Exercise instructions:
Please copy the leading lines of the entries below exactly, concluding with the line in which "If you could segment every instance of the baguette, I" occurs.

(Stored data)
┌──
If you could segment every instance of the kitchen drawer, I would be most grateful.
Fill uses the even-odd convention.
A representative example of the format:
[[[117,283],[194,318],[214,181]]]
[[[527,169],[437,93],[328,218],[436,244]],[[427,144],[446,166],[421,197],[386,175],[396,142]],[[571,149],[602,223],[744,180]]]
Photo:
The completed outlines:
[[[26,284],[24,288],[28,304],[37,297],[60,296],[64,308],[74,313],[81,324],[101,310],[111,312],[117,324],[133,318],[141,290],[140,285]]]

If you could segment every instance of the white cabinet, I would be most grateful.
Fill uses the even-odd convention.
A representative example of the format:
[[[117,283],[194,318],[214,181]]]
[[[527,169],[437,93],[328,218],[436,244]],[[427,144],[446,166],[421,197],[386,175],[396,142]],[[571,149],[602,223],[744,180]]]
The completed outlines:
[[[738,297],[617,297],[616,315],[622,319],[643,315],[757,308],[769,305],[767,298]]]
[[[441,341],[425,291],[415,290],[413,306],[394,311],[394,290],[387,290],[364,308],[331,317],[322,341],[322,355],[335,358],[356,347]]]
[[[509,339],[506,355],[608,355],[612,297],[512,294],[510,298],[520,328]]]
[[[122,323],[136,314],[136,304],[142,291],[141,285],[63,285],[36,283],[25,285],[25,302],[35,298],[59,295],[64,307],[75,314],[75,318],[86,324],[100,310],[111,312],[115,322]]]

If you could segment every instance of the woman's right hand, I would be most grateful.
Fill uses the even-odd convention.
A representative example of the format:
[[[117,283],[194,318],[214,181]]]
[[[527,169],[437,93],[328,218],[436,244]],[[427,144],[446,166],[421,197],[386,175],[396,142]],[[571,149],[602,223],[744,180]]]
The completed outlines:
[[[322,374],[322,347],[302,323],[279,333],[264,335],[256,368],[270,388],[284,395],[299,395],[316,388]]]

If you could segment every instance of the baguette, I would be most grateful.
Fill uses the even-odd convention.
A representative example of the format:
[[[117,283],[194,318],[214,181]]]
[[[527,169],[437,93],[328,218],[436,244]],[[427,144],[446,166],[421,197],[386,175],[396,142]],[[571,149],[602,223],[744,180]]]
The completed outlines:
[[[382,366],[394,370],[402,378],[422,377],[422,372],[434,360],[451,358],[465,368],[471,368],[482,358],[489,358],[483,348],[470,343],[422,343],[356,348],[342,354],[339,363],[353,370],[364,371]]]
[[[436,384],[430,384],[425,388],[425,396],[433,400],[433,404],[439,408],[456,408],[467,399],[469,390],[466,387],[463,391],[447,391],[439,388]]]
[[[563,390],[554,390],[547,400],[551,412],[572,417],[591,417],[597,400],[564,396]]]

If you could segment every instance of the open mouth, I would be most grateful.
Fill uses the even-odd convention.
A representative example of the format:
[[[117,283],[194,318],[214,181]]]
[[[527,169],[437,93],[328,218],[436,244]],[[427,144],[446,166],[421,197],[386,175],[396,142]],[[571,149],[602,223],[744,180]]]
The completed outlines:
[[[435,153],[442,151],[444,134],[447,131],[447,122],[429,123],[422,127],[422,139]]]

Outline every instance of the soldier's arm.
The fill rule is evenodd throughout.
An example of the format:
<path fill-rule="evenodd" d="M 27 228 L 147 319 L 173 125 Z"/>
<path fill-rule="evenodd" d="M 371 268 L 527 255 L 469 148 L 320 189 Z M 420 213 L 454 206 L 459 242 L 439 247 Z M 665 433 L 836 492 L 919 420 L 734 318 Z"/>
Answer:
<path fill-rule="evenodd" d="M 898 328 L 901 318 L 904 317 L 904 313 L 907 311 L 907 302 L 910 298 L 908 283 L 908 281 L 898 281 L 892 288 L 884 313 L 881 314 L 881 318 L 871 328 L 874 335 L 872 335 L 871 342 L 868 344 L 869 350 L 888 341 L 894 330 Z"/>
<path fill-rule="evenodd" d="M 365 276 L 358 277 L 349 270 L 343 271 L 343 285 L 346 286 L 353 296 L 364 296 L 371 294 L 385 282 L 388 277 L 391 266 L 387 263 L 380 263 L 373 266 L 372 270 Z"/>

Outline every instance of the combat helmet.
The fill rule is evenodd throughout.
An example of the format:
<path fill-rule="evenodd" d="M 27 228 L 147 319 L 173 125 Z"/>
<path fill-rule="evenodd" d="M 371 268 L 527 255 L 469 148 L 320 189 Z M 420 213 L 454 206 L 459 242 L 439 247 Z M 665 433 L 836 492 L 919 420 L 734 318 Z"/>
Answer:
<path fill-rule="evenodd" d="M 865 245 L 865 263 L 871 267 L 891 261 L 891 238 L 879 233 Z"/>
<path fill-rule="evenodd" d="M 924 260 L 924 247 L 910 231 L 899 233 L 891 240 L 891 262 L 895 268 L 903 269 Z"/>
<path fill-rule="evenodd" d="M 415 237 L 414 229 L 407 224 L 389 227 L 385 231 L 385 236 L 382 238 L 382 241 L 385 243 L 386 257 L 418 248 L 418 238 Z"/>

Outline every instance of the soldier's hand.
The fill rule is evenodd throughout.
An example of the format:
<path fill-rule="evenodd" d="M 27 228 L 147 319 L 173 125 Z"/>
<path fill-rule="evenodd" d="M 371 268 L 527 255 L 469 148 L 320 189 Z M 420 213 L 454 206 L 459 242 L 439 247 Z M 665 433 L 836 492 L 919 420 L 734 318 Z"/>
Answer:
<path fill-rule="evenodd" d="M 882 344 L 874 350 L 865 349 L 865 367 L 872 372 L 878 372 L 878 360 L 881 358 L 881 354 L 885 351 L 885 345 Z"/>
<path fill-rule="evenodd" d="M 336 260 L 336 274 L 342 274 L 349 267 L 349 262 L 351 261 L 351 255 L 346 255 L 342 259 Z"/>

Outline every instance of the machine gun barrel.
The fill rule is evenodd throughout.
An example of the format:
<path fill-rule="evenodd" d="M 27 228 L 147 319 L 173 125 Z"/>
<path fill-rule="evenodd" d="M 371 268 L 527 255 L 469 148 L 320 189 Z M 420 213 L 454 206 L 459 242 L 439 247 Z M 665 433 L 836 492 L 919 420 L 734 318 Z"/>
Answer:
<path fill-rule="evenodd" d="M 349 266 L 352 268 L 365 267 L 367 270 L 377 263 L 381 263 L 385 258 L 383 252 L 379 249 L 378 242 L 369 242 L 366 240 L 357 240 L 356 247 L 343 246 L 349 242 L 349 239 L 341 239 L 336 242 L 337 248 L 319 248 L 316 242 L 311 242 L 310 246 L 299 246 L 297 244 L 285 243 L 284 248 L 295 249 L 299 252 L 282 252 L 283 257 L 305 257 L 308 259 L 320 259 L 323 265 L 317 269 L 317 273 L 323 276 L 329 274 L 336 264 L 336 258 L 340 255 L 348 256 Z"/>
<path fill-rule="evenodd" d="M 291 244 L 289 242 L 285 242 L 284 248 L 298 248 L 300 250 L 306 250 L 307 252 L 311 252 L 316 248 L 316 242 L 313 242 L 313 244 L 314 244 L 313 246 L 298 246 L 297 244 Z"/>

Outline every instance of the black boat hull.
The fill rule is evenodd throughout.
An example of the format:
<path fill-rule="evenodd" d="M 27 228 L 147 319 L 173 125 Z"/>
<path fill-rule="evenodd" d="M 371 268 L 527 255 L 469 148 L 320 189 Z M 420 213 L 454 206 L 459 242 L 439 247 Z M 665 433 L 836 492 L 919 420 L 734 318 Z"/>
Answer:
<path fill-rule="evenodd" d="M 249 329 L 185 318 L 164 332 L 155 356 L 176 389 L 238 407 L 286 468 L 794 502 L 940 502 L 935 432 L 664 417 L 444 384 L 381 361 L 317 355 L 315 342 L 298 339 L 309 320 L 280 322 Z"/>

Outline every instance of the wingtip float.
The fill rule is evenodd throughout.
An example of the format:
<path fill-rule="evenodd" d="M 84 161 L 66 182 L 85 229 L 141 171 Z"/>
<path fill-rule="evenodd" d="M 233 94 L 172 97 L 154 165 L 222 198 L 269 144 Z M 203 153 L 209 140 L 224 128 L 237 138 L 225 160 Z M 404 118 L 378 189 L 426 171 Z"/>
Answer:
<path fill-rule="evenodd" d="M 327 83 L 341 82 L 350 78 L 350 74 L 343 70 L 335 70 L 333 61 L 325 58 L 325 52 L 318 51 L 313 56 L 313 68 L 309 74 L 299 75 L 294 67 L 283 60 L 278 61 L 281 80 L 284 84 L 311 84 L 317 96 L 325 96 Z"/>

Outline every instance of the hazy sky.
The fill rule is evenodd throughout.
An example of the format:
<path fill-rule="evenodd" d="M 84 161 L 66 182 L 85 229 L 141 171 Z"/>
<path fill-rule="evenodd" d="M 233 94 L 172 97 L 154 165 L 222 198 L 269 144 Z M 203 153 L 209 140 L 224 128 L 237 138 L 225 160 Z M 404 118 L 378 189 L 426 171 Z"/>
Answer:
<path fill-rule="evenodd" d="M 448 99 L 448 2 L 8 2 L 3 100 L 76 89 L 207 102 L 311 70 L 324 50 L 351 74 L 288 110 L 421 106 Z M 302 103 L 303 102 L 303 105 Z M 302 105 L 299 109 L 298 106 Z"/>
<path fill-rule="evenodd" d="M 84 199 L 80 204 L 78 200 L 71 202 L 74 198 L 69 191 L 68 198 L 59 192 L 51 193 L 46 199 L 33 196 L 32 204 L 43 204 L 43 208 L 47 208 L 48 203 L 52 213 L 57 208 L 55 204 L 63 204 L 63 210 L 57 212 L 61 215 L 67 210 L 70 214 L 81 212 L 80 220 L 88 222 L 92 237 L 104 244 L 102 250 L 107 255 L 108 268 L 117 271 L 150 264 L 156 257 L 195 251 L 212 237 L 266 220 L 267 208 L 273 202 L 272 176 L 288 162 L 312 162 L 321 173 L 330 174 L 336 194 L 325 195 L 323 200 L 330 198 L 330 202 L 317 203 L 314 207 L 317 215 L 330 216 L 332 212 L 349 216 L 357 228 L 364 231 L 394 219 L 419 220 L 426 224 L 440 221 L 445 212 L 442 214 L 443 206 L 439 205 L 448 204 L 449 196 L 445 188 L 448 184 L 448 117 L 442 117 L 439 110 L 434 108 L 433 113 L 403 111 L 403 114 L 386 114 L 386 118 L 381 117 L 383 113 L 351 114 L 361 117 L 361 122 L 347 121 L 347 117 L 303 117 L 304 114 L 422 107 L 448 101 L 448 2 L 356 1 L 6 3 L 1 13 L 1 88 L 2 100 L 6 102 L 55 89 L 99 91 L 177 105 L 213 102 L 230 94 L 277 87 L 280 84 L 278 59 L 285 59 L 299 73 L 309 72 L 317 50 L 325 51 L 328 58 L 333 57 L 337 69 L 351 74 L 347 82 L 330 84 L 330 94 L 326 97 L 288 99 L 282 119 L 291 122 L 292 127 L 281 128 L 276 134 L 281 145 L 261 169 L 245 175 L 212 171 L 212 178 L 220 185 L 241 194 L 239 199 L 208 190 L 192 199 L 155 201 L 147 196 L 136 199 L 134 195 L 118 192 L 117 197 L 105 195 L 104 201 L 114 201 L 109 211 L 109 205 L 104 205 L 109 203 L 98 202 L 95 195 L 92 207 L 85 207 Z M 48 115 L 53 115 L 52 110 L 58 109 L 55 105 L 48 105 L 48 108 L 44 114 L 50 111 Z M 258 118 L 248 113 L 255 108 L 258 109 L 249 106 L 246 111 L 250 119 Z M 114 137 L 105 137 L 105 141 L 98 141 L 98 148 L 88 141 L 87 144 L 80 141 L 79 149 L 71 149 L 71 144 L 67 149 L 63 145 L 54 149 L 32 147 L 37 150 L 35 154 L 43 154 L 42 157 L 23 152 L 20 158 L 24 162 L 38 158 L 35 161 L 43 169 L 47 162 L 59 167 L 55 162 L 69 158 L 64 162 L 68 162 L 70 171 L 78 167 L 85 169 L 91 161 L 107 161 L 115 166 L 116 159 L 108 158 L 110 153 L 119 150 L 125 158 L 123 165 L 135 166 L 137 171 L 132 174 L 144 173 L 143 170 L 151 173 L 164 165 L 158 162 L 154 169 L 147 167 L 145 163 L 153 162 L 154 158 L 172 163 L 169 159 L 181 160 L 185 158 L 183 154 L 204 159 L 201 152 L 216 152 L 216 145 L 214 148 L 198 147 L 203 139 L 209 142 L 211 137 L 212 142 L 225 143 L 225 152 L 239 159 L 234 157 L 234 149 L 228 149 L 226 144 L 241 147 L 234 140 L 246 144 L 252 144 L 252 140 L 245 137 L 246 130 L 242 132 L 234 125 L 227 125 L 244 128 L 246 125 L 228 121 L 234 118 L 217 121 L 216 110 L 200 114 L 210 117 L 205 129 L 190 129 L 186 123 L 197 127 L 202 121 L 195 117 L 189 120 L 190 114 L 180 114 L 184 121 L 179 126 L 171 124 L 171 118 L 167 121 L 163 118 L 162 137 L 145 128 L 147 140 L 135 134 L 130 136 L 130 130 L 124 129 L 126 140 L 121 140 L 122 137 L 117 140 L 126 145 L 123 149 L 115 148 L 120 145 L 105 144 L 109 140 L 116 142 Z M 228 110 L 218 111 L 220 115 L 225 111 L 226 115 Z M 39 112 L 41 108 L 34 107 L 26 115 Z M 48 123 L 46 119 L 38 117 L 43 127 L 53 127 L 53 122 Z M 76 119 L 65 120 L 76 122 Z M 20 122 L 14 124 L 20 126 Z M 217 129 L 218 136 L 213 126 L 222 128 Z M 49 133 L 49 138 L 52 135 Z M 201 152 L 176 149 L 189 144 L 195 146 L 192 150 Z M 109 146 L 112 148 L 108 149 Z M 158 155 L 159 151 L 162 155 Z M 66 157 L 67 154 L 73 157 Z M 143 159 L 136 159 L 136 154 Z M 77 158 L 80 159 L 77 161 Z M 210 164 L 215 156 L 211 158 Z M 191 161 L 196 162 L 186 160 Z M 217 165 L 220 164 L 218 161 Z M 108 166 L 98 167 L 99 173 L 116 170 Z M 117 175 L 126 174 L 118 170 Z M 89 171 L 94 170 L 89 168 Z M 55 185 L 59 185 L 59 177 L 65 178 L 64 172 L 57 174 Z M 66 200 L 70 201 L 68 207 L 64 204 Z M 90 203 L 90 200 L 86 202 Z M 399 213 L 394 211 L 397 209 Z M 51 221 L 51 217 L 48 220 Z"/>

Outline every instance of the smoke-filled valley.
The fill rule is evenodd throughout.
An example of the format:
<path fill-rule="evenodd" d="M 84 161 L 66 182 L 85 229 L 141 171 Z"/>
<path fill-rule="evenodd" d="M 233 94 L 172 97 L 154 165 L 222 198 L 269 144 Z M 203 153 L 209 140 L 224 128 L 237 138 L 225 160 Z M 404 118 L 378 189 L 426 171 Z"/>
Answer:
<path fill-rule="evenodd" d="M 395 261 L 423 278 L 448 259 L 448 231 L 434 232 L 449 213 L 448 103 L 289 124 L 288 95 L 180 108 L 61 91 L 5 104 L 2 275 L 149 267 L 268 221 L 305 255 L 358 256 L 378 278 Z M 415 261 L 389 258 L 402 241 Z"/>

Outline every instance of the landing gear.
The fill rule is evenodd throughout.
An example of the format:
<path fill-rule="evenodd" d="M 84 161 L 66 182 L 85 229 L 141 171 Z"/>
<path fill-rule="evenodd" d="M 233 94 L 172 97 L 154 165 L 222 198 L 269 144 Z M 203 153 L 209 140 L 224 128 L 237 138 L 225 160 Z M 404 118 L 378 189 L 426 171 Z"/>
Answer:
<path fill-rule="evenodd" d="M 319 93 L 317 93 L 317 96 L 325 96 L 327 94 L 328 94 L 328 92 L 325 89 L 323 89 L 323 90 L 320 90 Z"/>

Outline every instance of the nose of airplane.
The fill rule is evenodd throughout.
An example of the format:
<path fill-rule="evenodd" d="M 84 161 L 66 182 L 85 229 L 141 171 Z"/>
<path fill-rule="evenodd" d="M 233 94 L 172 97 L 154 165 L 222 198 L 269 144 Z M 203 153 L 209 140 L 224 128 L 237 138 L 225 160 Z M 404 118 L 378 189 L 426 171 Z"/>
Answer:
└──
Output for this exercise:
If you could segment every instance of the kitchen drawer, I would be most grateful.
Fill uses the even-odd convention.
A representative example of the format:
[[[117,283],[194,318],[214,181]]]
[[[527,169],[437,93],[328,218],[436,244]],[[427,144],[446,166],[421,197],[386,175],[396,142]],[[571,149],[602,223],[744,180]]]
Photo:
The completed outlines:
[[[26,284],[24,288],[28,304],[37,297],[60,296],[64,308],[74,313],[81,324],[101,310],[111,312],[117,324],[133,318],[141,290],[140,285]]]

If you could segment every instance of the white cabinet, I would be most grateful.
Fill uses the even-odd convention.
A representative example of the format:
[[[117,283],[194,318],[214,181]]]
[[[527,169],[437,93],[328,218],[436,244]],[[427,144],[446,166],[421,197],[386,175],[396,142]],[[571,149],[602,223],[744,180]]]
The completed outlines:
[[[738,297],[617,297],[616,315],[622,319],[643,315],[757,308],[769,305],[767,298]]]
[[[441,341],[425,291],[415,290],[413,306],[394,311],[394,290],[387,290],[364,308],[331,317],[322,341],[322,355],[335,358],[356,347]]]
[[[509,339],[506,355],[608,355],[612,297],[512,294],[510,298],[520,328]]]
[[[122,323],[136,314],[136,304],[142,291],[141,285],[63,285],[36,283],[25,285],[25,302],[35,298],[59,295],[64,307],[75,314],[75,318],[86,324],[100,310],[111,312],[115,322]]]

If you could segment every instance of the woman's right hand, I would be most grateful.
Fill uses the even-odd convention.
A representative example of the format:
[[[117,283],[194,318],[214,181]]]
[[[527,169],[437,93],[328,218],[436,244]],[[427,144],[446,166],[421,197],[386,175],[396,142]],[[571,149],[602,223],[744,180]]]
The completed outlines:
[[[322,374],[322,347],[302,323],[279,333],[264,335],[256,368],[270,388],[284,395],[299,395],[316,388]]]

If you could segment every instance of the baguette, I would be most grateful.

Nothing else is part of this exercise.